● **What is required**
Search the records below for the line containing "rough mask: <svg". Write out that line and every line after it exactly as written.

[Stored items]
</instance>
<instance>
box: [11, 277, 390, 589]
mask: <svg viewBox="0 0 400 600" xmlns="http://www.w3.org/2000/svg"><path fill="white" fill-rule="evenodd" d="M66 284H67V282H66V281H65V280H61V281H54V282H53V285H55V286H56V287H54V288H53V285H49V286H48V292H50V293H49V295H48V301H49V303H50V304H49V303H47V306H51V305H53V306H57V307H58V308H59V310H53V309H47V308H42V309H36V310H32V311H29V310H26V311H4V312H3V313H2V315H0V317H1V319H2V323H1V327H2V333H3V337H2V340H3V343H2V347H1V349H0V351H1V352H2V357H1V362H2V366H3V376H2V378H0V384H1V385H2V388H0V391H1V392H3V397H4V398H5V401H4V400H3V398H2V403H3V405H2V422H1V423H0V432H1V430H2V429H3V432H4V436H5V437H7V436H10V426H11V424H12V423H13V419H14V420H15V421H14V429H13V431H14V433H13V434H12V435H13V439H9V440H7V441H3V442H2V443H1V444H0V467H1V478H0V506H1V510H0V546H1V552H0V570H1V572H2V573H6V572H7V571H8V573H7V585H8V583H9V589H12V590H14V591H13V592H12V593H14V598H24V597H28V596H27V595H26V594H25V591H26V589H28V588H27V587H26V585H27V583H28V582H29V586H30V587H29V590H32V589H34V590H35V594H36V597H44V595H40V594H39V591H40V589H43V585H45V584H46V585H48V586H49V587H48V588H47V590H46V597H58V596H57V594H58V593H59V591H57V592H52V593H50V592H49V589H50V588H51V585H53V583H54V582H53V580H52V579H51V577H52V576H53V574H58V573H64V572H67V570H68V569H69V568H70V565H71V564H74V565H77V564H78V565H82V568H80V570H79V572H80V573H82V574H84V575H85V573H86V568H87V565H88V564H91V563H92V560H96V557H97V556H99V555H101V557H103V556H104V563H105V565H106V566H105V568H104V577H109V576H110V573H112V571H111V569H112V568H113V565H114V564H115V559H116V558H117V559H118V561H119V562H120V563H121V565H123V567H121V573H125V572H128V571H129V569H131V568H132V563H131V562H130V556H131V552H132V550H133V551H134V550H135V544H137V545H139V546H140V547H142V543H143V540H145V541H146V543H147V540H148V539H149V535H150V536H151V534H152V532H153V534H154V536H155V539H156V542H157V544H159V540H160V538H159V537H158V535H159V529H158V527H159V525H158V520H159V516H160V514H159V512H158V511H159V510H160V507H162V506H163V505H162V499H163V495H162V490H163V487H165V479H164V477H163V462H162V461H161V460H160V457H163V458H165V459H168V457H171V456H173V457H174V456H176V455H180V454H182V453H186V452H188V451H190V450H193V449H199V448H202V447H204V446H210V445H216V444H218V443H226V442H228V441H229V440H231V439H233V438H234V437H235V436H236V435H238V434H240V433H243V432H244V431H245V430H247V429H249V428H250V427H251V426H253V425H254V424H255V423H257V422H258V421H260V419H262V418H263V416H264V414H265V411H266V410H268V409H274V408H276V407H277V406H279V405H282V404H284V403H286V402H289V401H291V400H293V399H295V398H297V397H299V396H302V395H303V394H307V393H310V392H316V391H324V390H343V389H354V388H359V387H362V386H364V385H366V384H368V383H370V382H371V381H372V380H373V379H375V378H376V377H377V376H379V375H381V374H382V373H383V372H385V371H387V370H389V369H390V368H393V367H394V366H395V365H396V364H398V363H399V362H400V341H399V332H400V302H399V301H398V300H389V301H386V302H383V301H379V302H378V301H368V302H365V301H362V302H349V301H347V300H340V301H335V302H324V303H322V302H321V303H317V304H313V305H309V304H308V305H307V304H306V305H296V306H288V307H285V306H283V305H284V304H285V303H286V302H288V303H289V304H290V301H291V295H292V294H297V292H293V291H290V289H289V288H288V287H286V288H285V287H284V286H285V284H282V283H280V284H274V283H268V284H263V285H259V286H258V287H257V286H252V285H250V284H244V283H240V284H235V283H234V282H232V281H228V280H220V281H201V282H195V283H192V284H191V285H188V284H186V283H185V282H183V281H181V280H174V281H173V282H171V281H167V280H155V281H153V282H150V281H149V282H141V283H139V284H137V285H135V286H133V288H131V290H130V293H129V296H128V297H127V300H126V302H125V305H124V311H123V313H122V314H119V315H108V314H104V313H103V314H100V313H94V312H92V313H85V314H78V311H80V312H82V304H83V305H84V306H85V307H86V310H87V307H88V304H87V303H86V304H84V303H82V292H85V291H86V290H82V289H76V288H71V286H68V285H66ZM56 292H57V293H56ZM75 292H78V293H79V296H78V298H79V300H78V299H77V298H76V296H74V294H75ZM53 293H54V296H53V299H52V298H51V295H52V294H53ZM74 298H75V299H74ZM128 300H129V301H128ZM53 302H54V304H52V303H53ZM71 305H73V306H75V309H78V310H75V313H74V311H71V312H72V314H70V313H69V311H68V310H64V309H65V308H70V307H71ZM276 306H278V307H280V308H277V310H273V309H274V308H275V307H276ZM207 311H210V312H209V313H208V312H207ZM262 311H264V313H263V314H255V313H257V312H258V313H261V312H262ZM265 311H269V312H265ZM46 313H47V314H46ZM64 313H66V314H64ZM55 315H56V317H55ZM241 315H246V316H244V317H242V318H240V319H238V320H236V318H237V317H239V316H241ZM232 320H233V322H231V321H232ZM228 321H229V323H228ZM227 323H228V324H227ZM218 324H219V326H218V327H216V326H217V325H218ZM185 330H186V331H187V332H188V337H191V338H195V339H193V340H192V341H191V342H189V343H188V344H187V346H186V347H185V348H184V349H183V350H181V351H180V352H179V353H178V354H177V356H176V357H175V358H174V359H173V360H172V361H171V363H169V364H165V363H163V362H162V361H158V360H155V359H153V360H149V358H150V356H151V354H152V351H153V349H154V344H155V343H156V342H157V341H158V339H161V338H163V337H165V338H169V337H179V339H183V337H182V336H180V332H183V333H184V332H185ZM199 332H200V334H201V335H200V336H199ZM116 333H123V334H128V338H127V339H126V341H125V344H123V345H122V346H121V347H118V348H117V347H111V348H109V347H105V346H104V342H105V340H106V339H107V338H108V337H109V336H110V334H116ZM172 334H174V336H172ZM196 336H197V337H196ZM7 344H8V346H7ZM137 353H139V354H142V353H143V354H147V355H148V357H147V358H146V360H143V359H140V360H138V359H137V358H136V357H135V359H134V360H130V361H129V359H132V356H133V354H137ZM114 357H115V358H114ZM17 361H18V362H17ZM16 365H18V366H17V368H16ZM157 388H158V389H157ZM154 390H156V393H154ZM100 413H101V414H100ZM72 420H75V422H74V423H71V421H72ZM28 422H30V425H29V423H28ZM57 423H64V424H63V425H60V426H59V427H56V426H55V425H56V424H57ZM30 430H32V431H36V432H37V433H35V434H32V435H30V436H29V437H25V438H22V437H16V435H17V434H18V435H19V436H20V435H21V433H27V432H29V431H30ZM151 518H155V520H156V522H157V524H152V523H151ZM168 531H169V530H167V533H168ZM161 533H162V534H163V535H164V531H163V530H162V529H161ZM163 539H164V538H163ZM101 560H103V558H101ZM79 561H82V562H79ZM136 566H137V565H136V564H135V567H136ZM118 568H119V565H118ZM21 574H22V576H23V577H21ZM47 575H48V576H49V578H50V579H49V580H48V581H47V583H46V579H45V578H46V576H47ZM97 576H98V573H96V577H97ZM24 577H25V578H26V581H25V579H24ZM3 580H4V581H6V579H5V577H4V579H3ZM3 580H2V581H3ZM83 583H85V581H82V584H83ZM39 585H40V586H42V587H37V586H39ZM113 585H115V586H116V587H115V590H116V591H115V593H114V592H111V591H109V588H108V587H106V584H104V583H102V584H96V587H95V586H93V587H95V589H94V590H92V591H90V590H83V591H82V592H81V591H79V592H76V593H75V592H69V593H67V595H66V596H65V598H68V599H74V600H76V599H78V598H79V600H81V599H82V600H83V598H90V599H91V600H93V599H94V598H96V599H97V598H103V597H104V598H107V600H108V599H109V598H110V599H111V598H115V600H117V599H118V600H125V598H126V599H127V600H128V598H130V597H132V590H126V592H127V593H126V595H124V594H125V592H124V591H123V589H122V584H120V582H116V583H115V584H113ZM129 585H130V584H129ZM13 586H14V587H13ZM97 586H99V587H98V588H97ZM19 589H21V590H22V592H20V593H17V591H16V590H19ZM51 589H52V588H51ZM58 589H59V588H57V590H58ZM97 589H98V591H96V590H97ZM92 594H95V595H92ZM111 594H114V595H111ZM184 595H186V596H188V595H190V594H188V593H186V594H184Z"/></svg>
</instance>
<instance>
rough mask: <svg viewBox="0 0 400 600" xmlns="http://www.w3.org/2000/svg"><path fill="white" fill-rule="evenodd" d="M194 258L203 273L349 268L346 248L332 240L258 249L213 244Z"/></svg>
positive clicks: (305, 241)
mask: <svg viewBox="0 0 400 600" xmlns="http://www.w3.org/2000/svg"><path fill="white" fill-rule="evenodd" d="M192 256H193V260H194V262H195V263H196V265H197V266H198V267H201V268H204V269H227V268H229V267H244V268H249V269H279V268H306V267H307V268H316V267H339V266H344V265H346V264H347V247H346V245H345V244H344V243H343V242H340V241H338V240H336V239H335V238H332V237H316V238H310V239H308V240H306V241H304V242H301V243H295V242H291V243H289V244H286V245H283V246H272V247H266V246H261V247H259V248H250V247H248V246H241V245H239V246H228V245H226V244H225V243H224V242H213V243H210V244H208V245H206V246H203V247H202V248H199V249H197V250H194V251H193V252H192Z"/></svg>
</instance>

● **Answer box**
rough mask: <svg viewBox="0 0 400 600" xmlns="http://www.w3.org/2000/svg"><path fill="white" fill-rule="evenodd" d="M194 258L203 273L349 268L346 248L332 240L258 249L213 244Z"/></svg>
positive clicks: (305, 241)
mask: <svg viewBox="0 0 400 600" xmlns="http://www.w3.org/2000/svg"><path fill="white" fill-rule="evenodd" d="M192 256H193V260H194V262H195V263H196V265H197V266H198V267H201V268H204V269H227V268H229V267H244V268H249V269H279V268H306V267H307V268H316V267H339V266H344V265H346V264H347V247H346V245H345V244H344V243H343V242H340V241H338V240H336V239H335V238H332V237H316V238H310V239H308V240H306V241H304V242H301V243H295V242H291V243H289V244H286V245H283V246H272V247H266V246H261V247H259V248H250V247H248V246H241V245H239V246H228V245H226V244H225V243H224V242H213V243H210V244H208V245H206V246H203V247H202V248H199V249H197V250H194V251H193V252H192Z"/></svg>
</instance>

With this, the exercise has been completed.